Reading text:
To extract the most relevant annotation terms for the disease of interest, we use the BioWordVec (26) word2vec embeddings. BioWordVec embeddings is a mapping/projection of millions of words mined from biomedical literature to a 200-dimensional Euclidean space. The projection was created in such a manner that words with similar meanings are mapped closer together in the Euclidean space (fig. S34).

For the disease of interest, each word separately is embedded using the BioWordVec embeddings into the Euclidean space. Then, its pairwise distance is calculated against all available annotation terms in MSigDB, MGI, and GTEX and also embedded using the BioWordVec embeddings. The top 2 annotation terms from MGI and GTEX and the top 20 terms from MSigDB with smaller distance to the disease name are extracted and used in the disease-specific features.

Phenome wide Mantis-ML deployment across >5000 diseases

Mantis-ML is deployed on HPO (n = 2575), OT (n = 2500), and GEL (n = 145).

Automated feature selection summary

We summarize deployment as follows: Starting from the diseases in one of the three resources, we calculate its semantic similarity to the available gene sets in MSigDB (15), MGI (16), and GTEx (17) by leveraging the BioWordVec (26) word2vec embeddings. Semantic similarity between terms of varying length can be estimated by calculating an average of the pairwise distances between individual word embeddings (Fig. 2B). The best-matching gene sets from each resource will be used as annotation terms in the disease-specific features. After compiling the disease-specific features and input gene lists, Mantis-ML is deployed to all available diseases/phenotypes, including on average (median over diseases) 138 features of 16,497 (0.8%).

Selection of diseases from each resource

The input gene lists are extracted from either HPO, OT, or GEL. For HPO, we are using a local installation, while for OT we are using the OT Application Programming Interface (API). The top (N) most associated genes are used for each disease based on a series of thresholds as follows. For each disease, gene-disease associations are extracted either from a local installation (HPO and GEL) or using the OT API. For HPO and GEL, we only consider diseases with a minimum of 30 associated genes. All the gene-disease associations provided in the two resources are taken into account. For OT, we only consider diseases with a minimum of 100 associated genes. Gene-disease associations are sorted on the basis of their overall association score, and only associations with a score greater or equal to 0.2 are taken into account. If more than 500 gene-disease associations are provided, then the top 500 are considered.

Entries provided:
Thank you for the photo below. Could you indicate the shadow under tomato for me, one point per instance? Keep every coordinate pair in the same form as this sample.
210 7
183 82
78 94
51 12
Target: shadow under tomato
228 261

What you have to do: Reproduce the passage of the Mantis-ML text from "For the disease of interest, each" to "used in the disease-specific features.".

Result:
For the disease of interest, each word separately is embedded using the BioWordVec embeddings into the Euclidean space. Then, its pairwise distance is calculated against all available annotation terms in MSigDB, MGI, and GTEX and also embedded using the BioWordVec embeddings. The top 2 annotation terms from MGI and GTEX and the top 20 terms from MSigDB with smaller distance to the disease name are extracted and used in the disease-specific features.